Your instructions: Would you set down each line of the data below exactly?

Dataset entries:
####################
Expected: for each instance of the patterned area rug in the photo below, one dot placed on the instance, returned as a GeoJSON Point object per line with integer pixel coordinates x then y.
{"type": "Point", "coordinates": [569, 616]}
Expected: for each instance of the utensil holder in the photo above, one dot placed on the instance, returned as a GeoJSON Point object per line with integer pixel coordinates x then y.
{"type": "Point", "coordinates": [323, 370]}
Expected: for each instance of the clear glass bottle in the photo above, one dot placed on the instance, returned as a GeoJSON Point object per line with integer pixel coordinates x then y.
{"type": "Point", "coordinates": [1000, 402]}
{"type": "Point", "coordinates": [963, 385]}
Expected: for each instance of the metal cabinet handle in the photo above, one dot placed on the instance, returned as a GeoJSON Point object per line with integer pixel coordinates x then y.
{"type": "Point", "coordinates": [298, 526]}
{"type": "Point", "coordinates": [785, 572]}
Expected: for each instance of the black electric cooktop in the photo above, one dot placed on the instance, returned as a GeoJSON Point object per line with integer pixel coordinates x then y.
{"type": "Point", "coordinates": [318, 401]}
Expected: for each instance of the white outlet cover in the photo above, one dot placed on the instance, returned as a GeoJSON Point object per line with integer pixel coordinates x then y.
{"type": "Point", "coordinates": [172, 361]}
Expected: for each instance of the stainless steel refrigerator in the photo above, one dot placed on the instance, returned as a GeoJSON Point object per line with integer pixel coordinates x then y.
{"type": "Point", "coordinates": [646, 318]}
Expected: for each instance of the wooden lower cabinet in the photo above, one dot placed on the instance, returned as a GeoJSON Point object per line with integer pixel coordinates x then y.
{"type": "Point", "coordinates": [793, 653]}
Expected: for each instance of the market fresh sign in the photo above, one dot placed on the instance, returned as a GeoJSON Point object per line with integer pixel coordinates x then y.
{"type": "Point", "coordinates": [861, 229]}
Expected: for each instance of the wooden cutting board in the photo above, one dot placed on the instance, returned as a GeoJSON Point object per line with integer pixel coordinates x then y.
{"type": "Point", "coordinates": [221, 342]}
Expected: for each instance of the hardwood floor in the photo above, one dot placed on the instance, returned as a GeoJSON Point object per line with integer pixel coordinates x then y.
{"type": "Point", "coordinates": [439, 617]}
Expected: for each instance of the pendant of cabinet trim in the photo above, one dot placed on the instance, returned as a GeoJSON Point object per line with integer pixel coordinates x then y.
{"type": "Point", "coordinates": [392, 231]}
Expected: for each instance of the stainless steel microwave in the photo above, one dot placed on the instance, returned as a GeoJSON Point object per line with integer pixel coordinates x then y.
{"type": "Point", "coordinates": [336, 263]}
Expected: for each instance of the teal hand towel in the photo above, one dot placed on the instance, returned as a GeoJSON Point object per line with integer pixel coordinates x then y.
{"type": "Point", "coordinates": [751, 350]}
####################
Exercise output:
Expected: for each instance of the patterned area rug in the photo below, one dot placed on the instance, returned as a GeoJSON Point object per line with integer pixel coordinates x then y.
{"type": "Point", "coordinates": [569, 616]}
Expected: for each instance of the utensil holder in the photo above, one dot placed on the instance, returned as a GeoJSON Point object per line with integer pixel coordinates x then y.
{"type": "Point", "coordinates": [323, 370]}
Expected: for each instance of the clear glass bottle in the photo above, one dot placed on the instance, returned as a GeoJSON Point object per line with integer pixel coordinates x then y.
{"type": "Point", "coordinates": [1000, 402]}
{"type": "Point", "coordinates": [963, 385]}
Expected: for each instance of the metal cabinet handle in the photo above, one dot placed on the instance, returned as a GeoJSON Point object per line with integer pixel coordinates x then y.
{"type": "Point", "coordinates": [298, 526]}
{"type": "Point", "coordinates": [785, 572]}
Expected: for each instance of the black electric cooktop in the photo above, one dot placed on the instance, returned as a GeoJSON Point object per line with integer pixel coordinates x then y.
{"type": "Point", "coordinates": [318, 401]}
Expected: for each instance of the white outlet cover in the photo above, one dot placed on the instance, returned as a GeoJSON Point object per line with integer pixel coordinates x then y.
{"type": "Point", "coordinates": [172, 361]}
Expected: for each instance of the stainless steel refrigerator in the photo above, one dot placed on the instance, returned as a GeoJSON Point object per line with integer pixel coordinates x then y.
{"type": "Point", "coordinates": [646, 318]}
Expected: for each instance of the wooden lower cabinet in the photo above, one dot placed on the instance, returned as a GeoJSON Point object per line with integer pixel coordinates x then y.
{"type": "Point", "coordinates": [793, 653]}
Expected: for each instance of the market fresh sign in the photo above, one dot placed on the instance, returned as a GeoJSON Point object per line with integer pixel coordinates x then y.
{"type": "Point", "coordinates": [861, 229]}
Expected: for each instance of the wooden cutting board in the photo above, one dot placed on the instance, returned as a GeoJSON Point object per line with integer pixel coordinates x then y.
{"type": "Point", "coordinates": [221, 342]}
Expected: for each instance of the hardwood floor in the photo above, one dot placed on the instance, returned as a GeoJSON Point object per line with integer pixel coordinates x then y.
{"type": "Point", "coordinates": [439, 617]}
Expected: for each instance of the pendant of cabinet trim in the photo above, one dot placed on the instance, returned as a GeoJSON Point object per line with integer pixel coordinates x then y.
{"type": "Point", "coordinates": [392, 231]}
Expected: for each instance of the stainless steel microwave in the photo above, one dot placed on the instance, returned as a GeoJSON Point object per line with integer pixel coordinates x then y.
{"type": "Point", "coordinates": [336, 263]}
Expected: for each instance of the teal hand towel in the photo above, one dot placed on the instance, returned as a GeoJSON Point object per line with integer pixel coordinates x then y.
{"type": "Point", "coordinates": [751, 350]}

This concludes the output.